GIVEN REQUEST> Please explain, from the user story text below, why the writer says the final acceptance criterion, the one about replacing the "Visual Website Optimizer" code with "Optimizely" code, should not have been in the story.

READING TEXT>

# # # #

Here is an example of s story that recently made its way into a timebox.

As an Ecommerce Executive, I want to make improvements to the Request a Callback form which will make it easier to segment the callback request by purpose.

  • Can the customer select their reason for requesting a callback?
  • Can the customer specify whether they are a new or existing customer?
  • Is the form dynamic?
  • Does it reflect the design and copy attached?
  • Has the old 'Visual Website Optimizer' code been replaced with the following 'Optimizely' code:

I believe that developers and testers have a responsibility to work out the detail of stories with whatever business representatives are available and I enjoy that part of my role. However, I am left feeling a bit like I did all the analysis.

The last point in the acceptance criteria is part of another story and was completely unrelated.

Here is what the owner of the story actually desired (actually I believe there should maybe be two stories here)

As an E-commerce Executive, I want to capture and send information to the Telephone Provider for MI purposes so that I have improved granularity in the MI reports.

# # # #

RECORD EXCERPTS>
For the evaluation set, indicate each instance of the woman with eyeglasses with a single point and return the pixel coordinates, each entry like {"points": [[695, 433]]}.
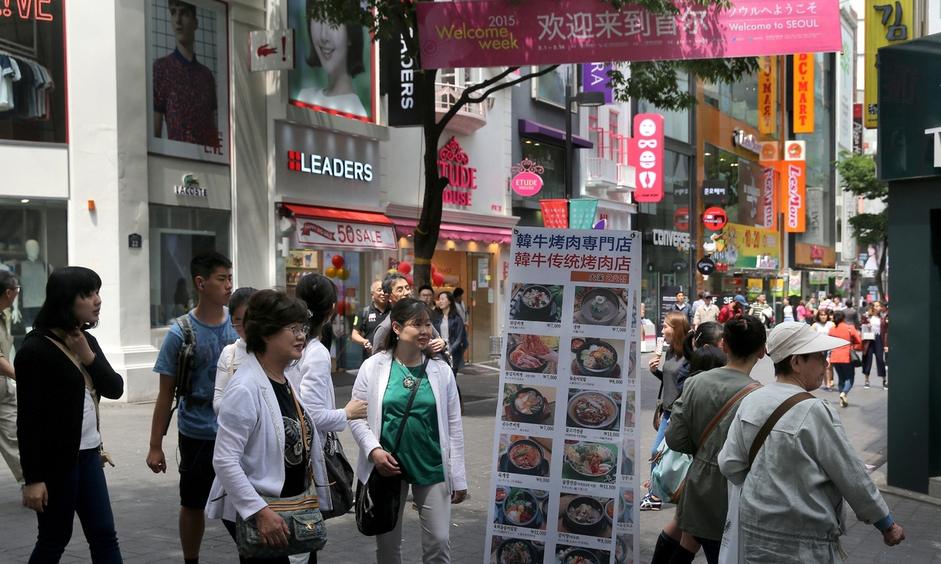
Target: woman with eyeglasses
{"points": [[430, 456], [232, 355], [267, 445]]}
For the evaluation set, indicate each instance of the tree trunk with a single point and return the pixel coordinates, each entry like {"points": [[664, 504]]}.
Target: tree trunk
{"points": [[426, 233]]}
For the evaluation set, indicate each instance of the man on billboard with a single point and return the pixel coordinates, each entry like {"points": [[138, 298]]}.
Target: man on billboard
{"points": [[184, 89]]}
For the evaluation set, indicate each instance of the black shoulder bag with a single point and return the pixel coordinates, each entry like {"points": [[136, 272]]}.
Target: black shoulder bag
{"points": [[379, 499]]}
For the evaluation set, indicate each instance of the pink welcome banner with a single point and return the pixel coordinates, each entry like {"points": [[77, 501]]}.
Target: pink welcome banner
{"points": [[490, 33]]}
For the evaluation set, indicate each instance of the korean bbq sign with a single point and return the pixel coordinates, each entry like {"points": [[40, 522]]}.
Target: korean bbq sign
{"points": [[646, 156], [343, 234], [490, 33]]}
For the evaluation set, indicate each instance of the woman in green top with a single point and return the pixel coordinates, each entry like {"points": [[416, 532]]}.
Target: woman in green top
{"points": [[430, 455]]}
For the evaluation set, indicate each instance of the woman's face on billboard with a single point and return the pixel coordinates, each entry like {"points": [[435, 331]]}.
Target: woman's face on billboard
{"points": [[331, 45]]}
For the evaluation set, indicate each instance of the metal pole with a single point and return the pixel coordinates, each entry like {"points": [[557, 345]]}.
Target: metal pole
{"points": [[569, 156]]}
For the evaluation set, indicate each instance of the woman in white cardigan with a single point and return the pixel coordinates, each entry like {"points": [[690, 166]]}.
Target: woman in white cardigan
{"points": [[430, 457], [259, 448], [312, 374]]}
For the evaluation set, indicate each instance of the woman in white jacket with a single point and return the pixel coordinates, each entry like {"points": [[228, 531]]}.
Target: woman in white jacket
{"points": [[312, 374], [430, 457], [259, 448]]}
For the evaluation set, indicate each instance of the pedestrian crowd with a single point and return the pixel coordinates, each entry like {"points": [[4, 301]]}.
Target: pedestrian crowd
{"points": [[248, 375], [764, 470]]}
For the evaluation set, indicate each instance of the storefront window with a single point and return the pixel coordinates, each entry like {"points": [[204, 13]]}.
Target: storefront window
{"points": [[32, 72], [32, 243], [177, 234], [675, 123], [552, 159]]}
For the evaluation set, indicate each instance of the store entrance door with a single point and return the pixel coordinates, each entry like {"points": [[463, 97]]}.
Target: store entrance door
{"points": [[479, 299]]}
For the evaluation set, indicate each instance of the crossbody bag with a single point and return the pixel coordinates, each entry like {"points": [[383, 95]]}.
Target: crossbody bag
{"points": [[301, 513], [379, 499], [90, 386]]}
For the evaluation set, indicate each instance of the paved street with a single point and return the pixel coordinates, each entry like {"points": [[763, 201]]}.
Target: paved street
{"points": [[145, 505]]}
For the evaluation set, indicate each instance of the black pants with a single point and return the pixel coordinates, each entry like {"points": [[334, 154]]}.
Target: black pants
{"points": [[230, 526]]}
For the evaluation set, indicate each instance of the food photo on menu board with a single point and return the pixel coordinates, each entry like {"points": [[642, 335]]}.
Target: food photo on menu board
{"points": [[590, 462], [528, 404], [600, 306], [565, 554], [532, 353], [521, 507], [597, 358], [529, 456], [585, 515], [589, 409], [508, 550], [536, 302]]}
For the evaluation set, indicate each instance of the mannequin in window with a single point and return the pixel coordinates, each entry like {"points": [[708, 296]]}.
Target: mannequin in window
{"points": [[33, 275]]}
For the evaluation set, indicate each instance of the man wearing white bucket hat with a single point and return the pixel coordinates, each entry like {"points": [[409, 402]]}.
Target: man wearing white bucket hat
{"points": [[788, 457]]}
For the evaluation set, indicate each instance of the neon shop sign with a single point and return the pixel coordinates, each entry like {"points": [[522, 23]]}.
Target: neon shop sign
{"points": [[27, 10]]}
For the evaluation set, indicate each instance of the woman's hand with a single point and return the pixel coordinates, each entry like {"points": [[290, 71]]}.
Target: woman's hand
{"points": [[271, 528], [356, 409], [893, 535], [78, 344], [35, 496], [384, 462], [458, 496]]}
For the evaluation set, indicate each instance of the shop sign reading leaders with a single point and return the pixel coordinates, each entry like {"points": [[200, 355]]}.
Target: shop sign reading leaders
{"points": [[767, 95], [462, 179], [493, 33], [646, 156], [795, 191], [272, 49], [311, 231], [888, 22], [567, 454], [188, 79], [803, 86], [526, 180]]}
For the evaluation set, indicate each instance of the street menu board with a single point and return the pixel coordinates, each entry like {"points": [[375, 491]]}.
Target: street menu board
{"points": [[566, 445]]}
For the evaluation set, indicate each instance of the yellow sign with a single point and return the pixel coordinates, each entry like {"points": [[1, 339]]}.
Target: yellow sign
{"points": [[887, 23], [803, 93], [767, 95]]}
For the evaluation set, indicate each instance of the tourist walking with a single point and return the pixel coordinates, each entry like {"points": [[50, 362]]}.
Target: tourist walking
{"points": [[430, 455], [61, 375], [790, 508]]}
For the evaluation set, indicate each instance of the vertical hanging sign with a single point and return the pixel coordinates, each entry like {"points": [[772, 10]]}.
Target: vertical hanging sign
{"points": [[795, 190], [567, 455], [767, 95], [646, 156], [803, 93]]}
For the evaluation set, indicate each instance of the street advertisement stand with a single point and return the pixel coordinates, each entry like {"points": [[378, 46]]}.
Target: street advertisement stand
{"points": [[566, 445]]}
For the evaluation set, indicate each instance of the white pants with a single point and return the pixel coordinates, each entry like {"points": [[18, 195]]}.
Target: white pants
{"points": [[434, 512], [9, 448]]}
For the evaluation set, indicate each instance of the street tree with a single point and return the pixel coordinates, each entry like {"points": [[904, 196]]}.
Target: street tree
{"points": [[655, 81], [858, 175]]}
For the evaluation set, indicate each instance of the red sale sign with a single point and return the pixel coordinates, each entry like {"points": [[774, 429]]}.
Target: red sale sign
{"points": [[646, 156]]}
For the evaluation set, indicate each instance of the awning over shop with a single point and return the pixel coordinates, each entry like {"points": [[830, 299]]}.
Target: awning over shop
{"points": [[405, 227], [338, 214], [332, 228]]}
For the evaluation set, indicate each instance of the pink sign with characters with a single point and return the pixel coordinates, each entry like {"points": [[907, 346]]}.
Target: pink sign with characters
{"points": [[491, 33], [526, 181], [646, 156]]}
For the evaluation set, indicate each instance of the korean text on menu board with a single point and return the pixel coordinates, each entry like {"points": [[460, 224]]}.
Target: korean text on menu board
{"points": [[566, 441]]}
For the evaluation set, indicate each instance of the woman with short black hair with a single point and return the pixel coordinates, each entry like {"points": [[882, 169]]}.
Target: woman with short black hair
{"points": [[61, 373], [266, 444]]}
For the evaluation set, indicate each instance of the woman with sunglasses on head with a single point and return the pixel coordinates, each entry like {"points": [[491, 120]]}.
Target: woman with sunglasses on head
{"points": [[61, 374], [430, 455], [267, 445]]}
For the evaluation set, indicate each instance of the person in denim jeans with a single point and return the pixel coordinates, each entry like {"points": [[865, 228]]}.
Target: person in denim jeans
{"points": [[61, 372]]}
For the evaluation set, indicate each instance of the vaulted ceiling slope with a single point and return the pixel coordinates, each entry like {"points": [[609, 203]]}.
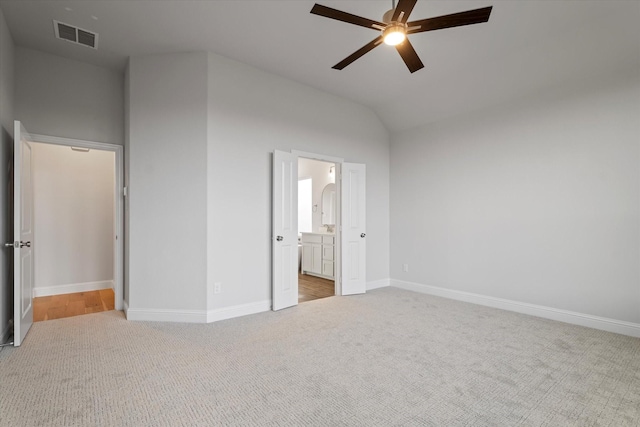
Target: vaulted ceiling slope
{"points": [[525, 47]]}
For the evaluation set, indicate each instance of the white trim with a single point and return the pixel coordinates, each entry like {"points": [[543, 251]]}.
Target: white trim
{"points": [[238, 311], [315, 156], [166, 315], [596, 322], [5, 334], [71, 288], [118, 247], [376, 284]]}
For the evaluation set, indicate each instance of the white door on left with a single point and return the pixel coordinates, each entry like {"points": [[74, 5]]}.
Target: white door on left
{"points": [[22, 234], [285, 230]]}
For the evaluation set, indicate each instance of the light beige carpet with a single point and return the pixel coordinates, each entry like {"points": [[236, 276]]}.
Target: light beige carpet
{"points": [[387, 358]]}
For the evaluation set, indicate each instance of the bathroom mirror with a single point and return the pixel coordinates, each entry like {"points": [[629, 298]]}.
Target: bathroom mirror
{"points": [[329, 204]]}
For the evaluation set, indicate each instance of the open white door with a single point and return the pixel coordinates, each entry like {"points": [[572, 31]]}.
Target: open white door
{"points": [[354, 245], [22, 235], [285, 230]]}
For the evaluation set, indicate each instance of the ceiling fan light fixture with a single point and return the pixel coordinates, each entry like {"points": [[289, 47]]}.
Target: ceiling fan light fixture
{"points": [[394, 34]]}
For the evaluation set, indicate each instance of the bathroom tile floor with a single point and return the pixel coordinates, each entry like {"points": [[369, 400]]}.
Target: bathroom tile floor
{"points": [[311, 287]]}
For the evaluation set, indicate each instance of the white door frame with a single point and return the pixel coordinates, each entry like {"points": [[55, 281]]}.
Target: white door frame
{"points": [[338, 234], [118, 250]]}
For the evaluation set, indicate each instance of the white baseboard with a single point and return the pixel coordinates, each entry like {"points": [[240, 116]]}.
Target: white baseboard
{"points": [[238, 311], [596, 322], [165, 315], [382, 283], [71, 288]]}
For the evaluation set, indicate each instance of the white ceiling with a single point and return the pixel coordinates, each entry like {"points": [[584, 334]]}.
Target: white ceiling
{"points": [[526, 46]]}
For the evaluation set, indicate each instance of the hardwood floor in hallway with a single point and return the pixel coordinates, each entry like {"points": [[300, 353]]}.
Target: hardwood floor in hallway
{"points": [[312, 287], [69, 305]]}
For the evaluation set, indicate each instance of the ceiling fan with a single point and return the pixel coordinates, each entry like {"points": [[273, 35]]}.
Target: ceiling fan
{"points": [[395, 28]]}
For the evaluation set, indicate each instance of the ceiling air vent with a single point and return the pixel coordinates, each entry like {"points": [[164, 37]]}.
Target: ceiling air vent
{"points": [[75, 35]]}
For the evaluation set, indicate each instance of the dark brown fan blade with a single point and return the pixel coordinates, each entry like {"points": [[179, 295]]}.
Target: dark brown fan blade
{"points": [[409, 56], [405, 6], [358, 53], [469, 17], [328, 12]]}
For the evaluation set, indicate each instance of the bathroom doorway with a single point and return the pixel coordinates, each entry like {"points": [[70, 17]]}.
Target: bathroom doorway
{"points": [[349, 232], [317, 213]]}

# # # #

COMPLETE RESPONSE> That criterion belonged to another story and had nothing to do with this one, which was about the Request a Callback form.